▶ EXERCISE DIRECTIONS: Take the records below and set down exactly the lines from the one with "Locate the pig eye" to the one with "Locate the wooden trim", ends included; do not copy the pictures.

▶ EXCERPTED DATA:
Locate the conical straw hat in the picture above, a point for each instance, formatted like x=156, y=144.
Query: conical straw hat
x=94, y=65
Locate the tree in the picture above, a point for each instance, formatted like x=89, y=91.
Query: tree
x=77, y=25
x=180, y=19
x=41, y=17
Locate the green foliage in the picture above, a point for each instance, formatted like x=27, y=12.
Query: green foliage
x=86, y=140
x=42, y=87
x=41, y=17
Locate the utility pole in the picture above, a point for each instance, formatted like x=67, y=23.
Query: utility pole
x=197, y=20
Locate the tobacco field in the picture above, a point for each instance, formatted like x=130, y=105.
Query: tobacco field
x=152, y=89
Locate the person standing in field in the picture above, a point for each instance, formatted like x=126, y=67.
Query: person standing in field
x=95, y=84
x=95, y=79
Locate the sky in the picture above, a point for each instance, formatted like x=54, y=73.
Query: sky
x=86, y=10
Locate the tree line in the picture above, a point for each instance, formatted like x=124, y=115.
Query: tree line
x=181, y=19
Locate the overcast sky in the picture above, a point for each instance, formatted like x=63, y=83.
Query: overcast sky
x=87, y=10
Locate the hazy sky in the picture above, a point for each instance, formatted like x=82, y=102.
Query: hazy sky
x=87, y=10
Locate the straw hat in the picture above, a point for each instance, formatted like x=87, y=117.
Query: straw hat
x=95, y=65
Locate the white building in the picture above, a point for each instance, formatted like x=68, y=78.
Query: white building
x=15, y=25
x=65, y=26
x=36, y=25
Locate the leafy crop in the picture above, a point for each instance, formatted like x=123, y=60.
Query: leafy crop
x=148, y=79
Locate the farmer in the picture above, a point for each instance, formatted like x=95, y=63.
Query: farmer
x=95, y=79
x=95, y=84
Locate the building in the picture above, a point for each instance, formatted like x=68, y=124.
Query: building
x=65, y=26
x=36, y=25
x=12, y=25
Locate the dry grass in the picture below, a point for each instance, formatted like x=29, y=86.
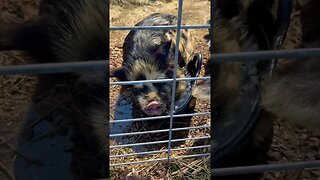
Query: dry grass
x=186, y=168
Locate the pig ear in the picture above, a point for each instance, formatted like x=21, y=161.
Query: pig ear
x=119, y=73
x=194, y=66
x=163, y=50
x=202, y=90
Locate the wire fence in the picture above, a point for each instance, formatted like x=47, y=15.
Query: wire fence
x=171, y=115
x=101, y=65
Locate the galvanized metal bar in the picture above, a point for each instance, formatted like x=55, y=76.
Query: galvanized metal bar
x=266, y=168
x=190, y=156
x=159, y=151
x=157, y=131
x=48, y=68
x=138, y=162
x=158, y=142
x=101, y=64
x=126, y=28
x=176, y=62
x=122, y=83
x=266, y=55
x=161, y=117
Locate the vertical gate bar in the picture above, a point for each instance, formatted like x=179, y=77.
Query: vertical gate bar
x=176, y=56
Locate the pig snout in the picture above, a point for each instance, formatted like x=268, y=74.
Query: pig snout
x=154, y=108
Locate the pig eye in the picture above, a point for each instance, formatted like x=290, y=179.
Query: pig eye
x=141, y=77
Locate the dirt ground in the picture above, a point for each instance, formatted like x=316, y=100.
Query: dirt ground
x=290, y=143
x=16, y=90
x=129, y=15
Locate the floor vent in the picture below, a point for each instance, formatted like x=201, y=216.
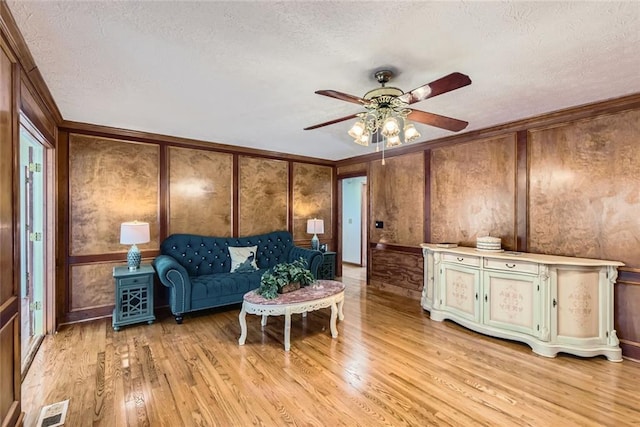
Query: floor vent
x=53, y=415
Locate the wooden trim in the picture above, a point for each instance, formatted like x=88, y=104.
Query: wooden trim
x=630, y=350
x=109, y=257
x=521, y=214
x=148, y=137
x=235, y=202
x=396, y=248
x=350, y=174
x=568, y=115
x=63, y=230
x=163, y=180
x=290, y=200
x=23, y=57
x=426, y=235
x=9, y=310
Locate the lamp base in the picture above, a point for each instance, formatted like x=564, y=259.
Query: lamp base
x=133, y=258
x=315, y=243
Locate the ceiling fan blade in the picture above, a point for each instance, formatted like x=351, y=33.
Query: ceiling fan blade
x=341, y=119
x=342, y=96
x=438, y=121
x=437, y=87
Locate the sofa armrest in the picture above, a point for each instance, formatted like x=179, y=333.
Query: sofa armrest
x=175, y=277
x=314, y=258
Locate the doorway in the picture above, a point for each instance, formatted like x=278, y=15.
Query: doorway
x=33, y=165
x=355, y=225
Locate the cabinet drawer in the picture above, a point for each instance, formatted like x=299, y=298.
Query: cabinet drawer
x=508, y=265
x=137, y=281
x=461, y=259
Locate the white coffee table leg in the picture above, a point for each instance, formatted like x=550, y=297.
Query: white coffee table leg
x=243, y=326
x=332, y=322
x=287, y=330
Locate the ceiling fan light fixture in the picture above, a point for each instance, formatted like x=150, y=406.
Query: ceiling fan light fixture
x=357, y=130
x=390, y=127
x=410, y=133
x=363, y=139
x=393, y=141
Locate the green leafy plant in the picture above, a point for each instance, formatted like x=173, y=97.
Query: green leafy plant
x=284, y=274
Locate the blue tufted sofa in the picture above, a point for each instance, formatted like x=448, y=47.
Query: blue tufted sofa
x=196, y=269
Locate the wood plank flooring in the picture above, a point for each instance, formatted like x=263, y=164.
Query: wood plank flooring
x=390, y=365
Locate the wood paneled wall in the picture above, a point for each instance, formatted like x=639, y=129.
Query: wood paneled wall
x=566, y=183
x=177, y=188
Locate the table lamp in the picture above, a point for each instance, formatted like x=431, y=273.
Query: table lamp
x=315, y=227
x=132, y=233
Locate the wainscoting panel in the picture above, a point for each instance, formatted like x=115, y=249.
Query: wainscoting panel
x=200, y=192
x=263, y=201
x=110, y=182
x=397, y=269
x=584, y=189
x=93, y=285
x=312, y=198
x=473, y=191
x=397, y=199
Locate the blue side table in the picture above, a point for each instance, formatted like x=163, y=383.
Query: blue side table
x=134, y=296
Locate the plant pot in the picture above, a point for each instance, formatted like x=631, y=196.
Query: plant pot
x=289, y=288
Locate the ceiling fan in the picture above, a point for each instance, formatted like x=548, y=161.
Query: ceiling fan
x=387, y=110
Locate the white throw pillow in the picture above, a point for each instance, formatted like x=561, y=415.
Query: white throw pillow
x=243, y=259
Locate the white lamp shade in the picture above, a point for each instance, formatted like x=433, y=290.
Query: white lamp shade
x=315, y=226
x=132, y=233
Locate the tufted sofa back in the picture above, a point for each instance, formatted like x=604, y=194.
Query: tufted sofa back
x=201, y=255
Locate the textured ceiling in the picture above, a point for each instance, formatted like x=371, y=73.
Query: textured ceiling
x=244, y=73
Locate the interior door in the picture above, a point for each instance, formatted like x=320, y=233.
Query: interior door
x=10, y=410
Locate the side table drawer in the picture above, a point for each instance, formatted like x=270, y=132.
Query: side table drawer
x=327, y=270
x=135, y=281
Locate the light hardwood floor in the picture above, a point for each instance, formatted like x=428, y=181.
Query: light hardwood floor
x=390, y=365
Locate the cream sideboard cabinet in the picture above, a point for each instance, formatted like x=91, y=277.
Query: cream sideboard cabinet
x=552, y=303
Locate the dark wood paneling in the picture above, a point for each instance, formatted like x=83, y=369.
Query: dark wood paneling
x=15, y=41
x=397, y=199
x=584, y=189
x=312, y=198
x=36, y=112
x=473, y=192
x=263, y=186
x=200, y=192
x=397, y=269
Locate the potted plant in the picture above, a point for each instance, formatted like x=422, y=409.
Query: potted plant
x=285, y=277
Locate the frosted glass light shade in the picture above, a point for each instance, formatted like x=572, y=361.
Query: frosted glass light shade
x=315, y=226
x=134, y=232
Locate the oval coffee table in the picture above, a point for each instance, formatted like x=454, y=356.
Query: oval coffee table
x=322, y=294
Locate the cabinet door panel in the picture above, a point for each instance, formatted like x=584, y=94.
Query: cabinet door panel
x=578, y=306
x=461, y=291
x=512, y=302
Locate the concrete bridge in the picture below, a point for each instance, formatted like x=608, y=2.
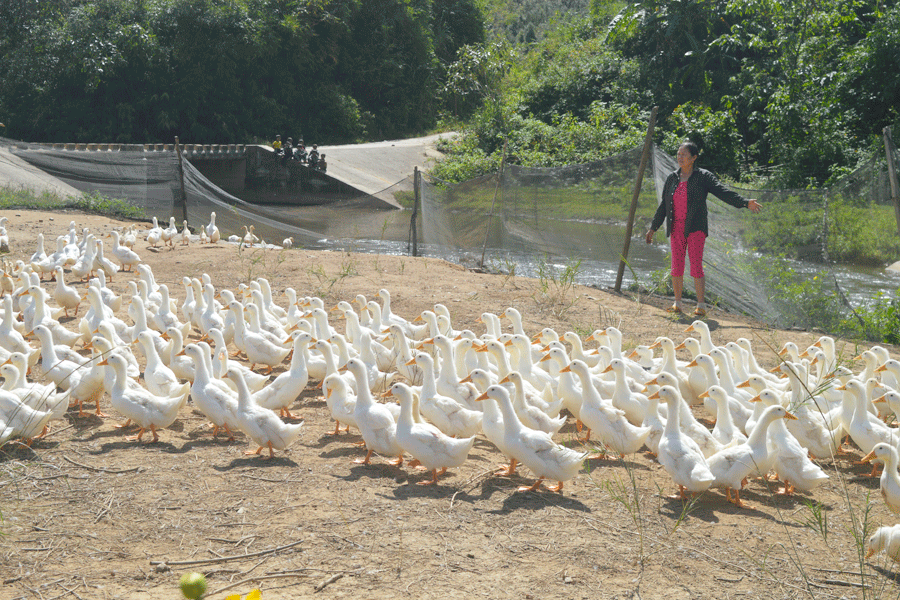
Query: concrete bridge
x=256, y=174
x=251, y=172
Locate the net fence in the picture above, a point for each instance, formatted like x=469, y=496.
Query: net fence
x=538, y=222
x=151, y=180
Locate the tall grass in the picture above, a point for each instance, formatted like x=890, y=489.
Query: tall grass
x=93, y=202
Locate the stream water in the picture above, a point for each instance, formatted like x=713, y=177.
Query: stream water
x=387, y=232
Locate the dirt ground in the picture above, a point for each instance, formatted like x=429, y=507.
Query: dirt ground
x=86, y=514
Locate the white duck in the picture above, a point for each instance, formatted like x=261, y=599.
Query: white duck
x=126, y=257
x=211, y=396
x=792, y=463
x=725, y=431
x=340, y=401
x=139, y=405
x=212, y=232
x=449, y=415
x=169, y=233
x=185, y=233
x=610, y=423
x=375, y=421
x=633, y=404
x=425, y=442
x=885, y=539
x=287, y=387
x=890, y=480
x=261, y=424
x=154, y=235
x=221, y=361
x=63, y=372
x=160, y=379
x=531, y=416
x=730, y=466
x=101, y=262
x=680, y=455
x=256, y=347
x=534, y=449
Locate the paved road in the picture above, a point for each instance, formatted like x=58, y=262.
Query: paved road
x=374, y=166
x=370, y=167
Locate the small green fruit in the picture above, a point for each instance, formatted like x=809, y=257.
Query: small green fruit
x=193, y=585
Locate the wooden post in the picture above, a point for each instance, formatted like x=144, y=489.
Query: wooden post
x=416, y=198
x=181, y=179
x=493, y=202
x=645, y=156
x=892, y=174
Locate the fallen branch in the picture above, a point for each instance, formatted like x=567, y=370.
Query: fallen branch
x=328, y=582
x=101, y=470
x=225, y=558
x=258, y=578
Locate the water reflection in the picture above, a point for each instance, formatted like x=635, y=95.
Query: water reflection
x=598, y=245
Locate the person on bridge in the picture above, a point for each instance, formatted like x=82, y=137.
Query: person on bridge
x=683, y=207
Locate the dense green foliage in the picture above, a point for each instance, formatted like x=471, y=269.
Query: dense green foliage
x=217, y=71
x=794, y=92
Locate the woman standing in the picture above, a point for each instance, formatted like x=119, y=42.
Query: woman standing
x=683, y=207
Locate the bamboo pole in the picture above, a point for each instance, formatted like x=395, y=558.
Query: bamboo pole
x=493, y=202
x=892, y=174
x=412, y=221
x=645, y=156
x=181, y=179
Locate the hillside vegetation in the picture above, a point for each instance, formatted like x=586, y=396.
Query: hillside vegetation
x=796, y=92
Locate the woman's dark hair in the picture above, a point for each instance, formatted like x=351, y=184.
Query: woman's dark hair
x=691, y=147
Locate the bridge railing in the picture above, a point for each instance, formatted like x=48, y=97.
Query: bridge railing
x=209, y=150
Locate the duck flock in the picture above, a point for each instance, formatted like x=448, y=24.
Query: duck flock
x=420, y=387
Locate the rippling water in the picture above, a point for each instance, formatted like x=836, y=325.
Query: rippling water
x=386, y=232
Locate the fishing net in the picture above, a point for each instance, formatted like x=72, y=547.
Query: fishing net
x=551, y=223
x=150, y=179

▶ OUTPUT OF THE EXERCISE:
Locate the pig eye in the picture above, a point for each instance, formatted like x=290, y=179.
Query: pig eye
x=141, y=77
Locate the dirt ground in the picture above, a point for each instance, formatted like x=316, y=100.
Query: dirt ground
x=290, y=143
x=16, y=90
x=129, y=15
Locate the floor vent in the picture below, a point for each instance, formatted like x=201, y=216.
Query: floor vent
x=53, y=415
Locate the wooden trim in the picture above, a point for each instance, formatted like x=88, y=104.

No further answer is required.